SET TASK:
Edit the lines below by changing each "alloy wheel" to "wheel rim" and keeping everything else the same. Leave the pictures out of your answer.

-- start of ENTRIES SHOWN --

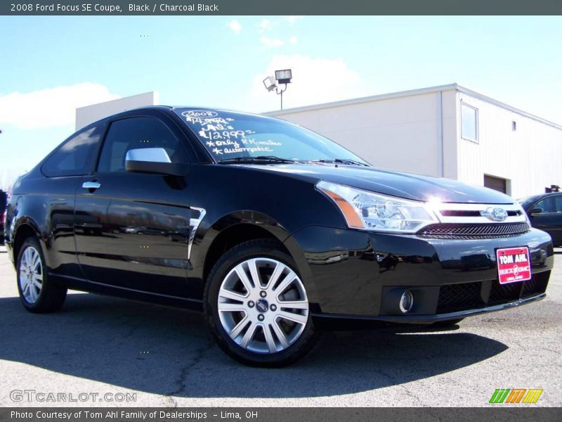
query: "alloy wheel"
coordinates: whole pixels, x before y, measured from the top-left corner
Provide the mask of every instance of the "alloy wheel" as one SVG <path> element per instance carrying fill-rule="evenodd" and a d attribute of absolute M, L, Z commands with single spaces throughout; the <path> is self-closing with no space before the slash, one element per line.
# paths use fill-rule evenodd
<path fill-rule="evenodd" d="M 39 252 L 32 246 L 28 246 L 22 254 L 20 287 L 28 303 L 34 304 L 37 301 L 43 288 L 43 265 Z"/>
<path fill-rule="evenodd" d="M 240 347 L 257 353 L 281 352 L 302 334 L 308 300 L 302 281 L 271 258 L 237 264 L 222 281 L 217 309 L 223 328 Z"/>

-- end of ENTRIES SHOWN --

EXERCISE ANSWER:
query: "wheel rim"
coordinates: whole pixels, x before y, measured from the top-left corner
Provide the mask of every instance of the "wheel rim" as one SVG <path> element per instance carrying fill-rule="evenodd" and a d attribute of absolute M, L, Z commands with single spaces throughout; the <path> is self-closing with no space before the slash, one element per line.
# paths use fill-rule evenodd
<path fill-rule="evenodd" d="M 39 252 L 32 246 L 28 246 L 22 254 L 20 287 L 28 303 L 34 304 L 37 301 L 43 288 L 43 265 Z"/>
<path fill-rule="evenodd" d="M 240 347 L 257 353 L 281 352 L 302 334 L 308 300 L 302 281 L 271 258 L 237 264 L 222 281 L 217 309 L 223 328 Z"/>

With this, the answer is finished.